▸ Kaynak Metin
+---+

25 Şubat 2014 00:48

Su kesintileri

Su kesintileri

Fotoğraf: Envato

Paylaş

Altı yıl önce, 2007 yılında bugünlere benzer bir dönemi yaşamıştık. Yağışların beklenenden çok çok az olması nedeniyle, kuraklık korkusu dört bir yana yayılmıştı. Görsel basın öncelikli olmak üzere kamuoyunda var olan durumun oldukça tehlikeli olduğu algısını oluşturdu. Bundan bir süre sonra da muhtemelen korku halinin sağlanmasından emin olunduktan sonra olsa gerek, sorunun nedeninin dolayısıyla çözümünün de bizlerde, kişilerde olduğunun vurgulandığı ikinci aşamaya tanık olduk. Hemen her akşam birileri TV kanallarına çıkartılıyor ve bizlere banyo yaparken, dişlerimizi fırçalarken, el ve yüz yıkamalarımızda suyu nasıl kullanmamız gerektiğini anlatıyorlardı. Susuz kalmamamız için ‘herkes’ daha doğrusu biz vatandaşlar sorumlu davranmalı, suyu boş yere kullanmamalı, su tasarrufu yapmalıydık. Bu önerilere uyarsak, hem su masrafımızı azaltacağımız hem de ülkemizin susuz kalmayacağı bıkıp tükenmeden söyleniyordu.

+---+

▸ Göreve Ait Kayıtlar
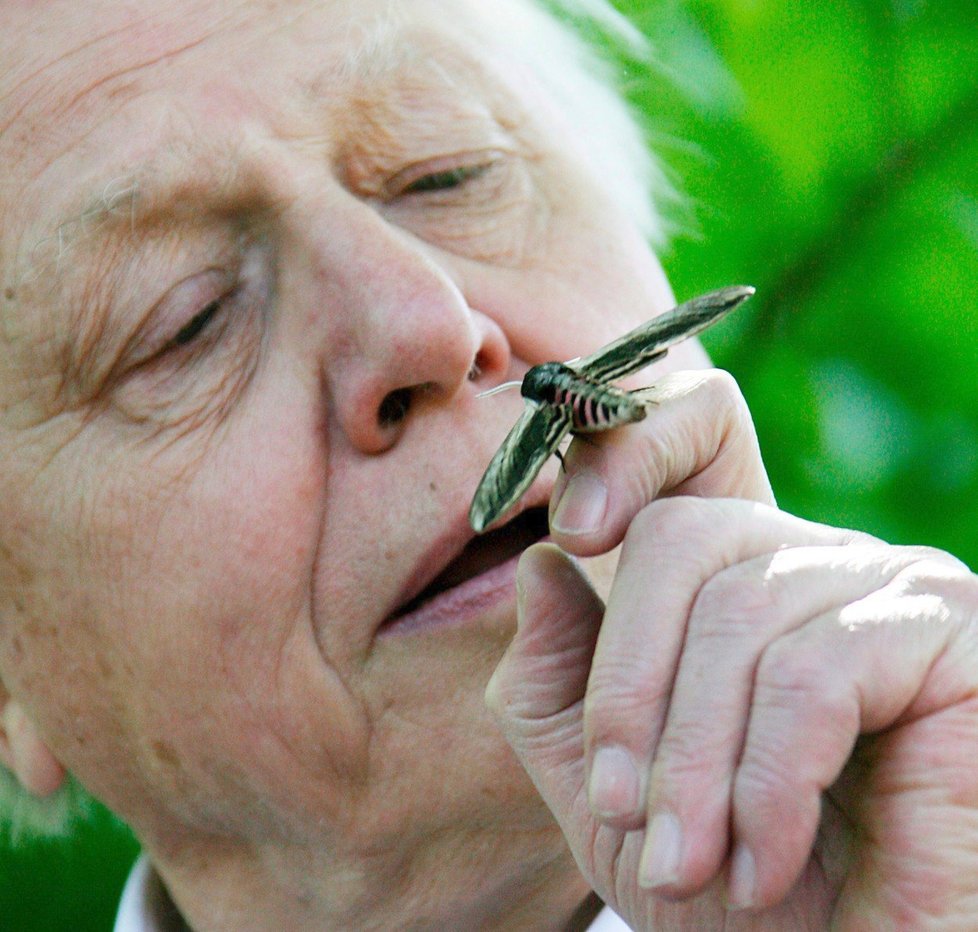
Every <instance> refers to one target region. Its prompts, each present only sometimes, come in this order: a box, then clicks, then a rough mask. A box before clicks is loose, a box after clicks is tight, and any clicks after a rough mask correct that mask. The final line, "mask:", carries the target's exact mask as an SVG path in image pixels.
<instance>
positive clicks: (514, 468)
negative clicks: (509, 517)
mask: <svg viewBox="0 0 978 932" xmlns="http://www.w3.org/2000/svg"><path fill="white" fill-rule="evenodd" d="M570 426H571V415H570V413H569V412H566V411H562V410H560V409H559V408H552V407H549V406H542V407H537V406H530V407H527V408H526V409H525V410H524V411H523V413H522V414H521V415H520V417H519V420H518V421H517V422H516V424H514V425H513V429H512V430H511V431H510V432H509V433H508V434H507V435H506V439H505V440H504V441H503V442H502V445H501V446H500V447H499V449H498V450H497V451H496V455H495V456H494V457H493V458H492V461H491V462H490V463H489V466H488V468H487V469H486V471H485V474H484V475H483V477H482V481H481V482H480V483H479V487H478V488H477V489H476V490H475V495H474V496H473V498H472V505H471V507H470V508H469V524H471V525H472V529H473V530H474V531H475V532H476V533H477V534H481V533H482V532H483V531H484V530H485V529H486V528H487V527H488V526H489V525H490V524H492V523H493V522H494V521H495V520H496V519H497V518H499V517H500V516H501V515H503V514H505V513H506V512H507V511H509V509H510V508H512V507H513V505H515V504H516V502H517V501H519V499H520V496H522V495H523V493H524V492H525V491H526V490H527V489H528V488H529V487H530V486H531V485H532V484H533V480H534V479H536V477H537V474H538V473H539V472H540V470H541V469H542V468H543V464H544V463H546V461H547V460H548V459H549V458H550V455H551V454H552V453H553V452H554V450H556V449H557V447H558V445H559V444H560V441H561V440H563V439H564V437H565V436H566V435H567V431H568V430H570Z"/></svg>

+---+

▸ Yapılacak Görevler
a - Su kesintileri konulu metne göre bugünlere benzer dönem hangi yılda yaşanmıştı?
b - Kayıtları, en baştan "negative clicks: (509, 517)" ifadesini içeren satıra kadar, bu satır da dahil olmak üzere aynen kopyalayınız. Resimleri cevabınıza almayınız.

▸ Görev Çözümleri
a - 2007 yılında.

b -
Every <instance> refers to one target region. Its prompts, each present only sometimes, come in this order: a box, then clicks, then a rough mask. A box before clicks is loose, a box after clicks is tight, and any clicks after a rough mask correct that mask. The final line, "mask:", carries the target's exact mask as an SVG path in image pixels.
<instance>
positive clicks: (514, 468)
negative clicks: (509, 517)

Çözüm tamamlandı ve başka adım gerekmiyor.